Prosegui il brano in ricordo di Umberto Eco, riprendendo subito dopo la sua ultima frase.

## Brano proposto
_ _ _

Ricordiamo Umberto Eco
A cinque anni dalla sua scomparsa, ripubblicando una recensione ad un suo romanzo, Baudolino, apparso nel 2000Cinque anni fa, il 19 febbraio del 2016 moriva Umberto Eco, uno dei più grandi intellettuali italiani di tutti i tempi: filosofo, semiologo, narratore, teorico della comunicazione, giornalista, ha lasciato in ogni campo da lui coltivato un’impronta indelebile del suo sapere e della sua straordinaria capacità di mettere in relazione le più diverse espressioni dello spirito umano.
Lo ricordiamo ripubblicando una recensione di Francesco Sirleto ad un suo romanzo, Baudolino, apparso nel 2000, a vent’anni esatti dal successo internazionale ottenuto con il suo primo romanzo, Il nome della rosa.

_ _ _

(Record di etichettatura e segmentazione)
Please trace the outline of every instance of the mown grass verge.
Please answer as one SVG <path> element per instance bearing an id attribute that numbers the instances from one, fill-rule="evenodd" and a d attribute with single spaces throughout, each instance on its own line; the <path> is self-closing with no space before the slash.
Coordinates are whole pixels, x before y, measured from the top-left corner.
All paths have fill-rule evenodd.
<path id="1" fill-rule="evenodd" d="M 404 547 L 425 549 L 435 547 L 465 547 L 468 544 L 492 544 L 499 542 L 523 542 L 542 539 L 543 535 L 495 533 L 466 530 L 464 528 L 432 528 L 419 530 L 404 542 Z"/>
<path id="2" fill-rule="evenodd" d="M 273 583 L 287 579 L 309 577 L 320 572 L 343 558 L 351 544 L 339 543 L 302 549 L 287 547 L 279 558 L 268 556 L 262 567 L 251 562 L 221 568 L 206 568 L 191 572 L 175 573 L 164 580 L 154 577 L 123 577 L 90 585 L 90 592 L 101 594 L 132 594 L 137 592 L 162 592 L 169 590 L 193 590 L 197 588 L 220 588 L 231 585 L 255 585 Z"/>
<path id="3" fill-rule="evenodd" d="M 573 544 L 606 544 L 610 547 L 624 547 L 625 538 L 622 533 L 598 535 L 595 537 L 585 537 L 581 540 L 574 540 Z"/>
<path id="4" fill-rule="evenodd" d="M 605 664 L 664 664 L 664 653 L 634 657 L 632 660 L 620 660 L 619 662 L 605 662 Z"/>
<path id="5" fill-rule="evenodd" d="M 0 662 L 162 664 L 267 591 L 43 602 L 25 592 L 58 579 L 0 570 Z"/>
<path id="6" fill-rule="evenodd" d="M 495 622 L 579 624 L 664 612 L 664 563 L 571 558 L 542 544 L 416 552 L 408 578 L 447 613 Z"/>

_ _ _

## Risultato esercizio
LE DONNE, I CAVALLIER, L’ARME, GLI AMORI, LE CORTESIE, L’AUDACI IMPRESE IO CANTO …
Baudolino di Umberto Eco: un apparente ritorno, dopo vent’anni, al Medioevo de Il nome della rosa, rivisitato all’insegna dell’ironia e della commedia. La storia si intreccia e si aggroviglia con la favola e con il mito. Un libro di Eco nel quale ritrovare l’eco e l’impronta di innumerevoli altri libri.
“Le donne, i cavallier, l’arme, gli amori,/ le cortesie, l’audaci imprese io canto,/ che furo al tempo che passaro i Mori/ d’Africa il mare, e in Francia nocquer tanto,/ seguendo l’ire e i giovenil furori/ d’Agramante lor re, che si diè vanto/ di vendicar la morte di Troiano/ sovra re Carlo imperator romano.” (Ludovico Ariosto, L’Orlando furioso, canto I)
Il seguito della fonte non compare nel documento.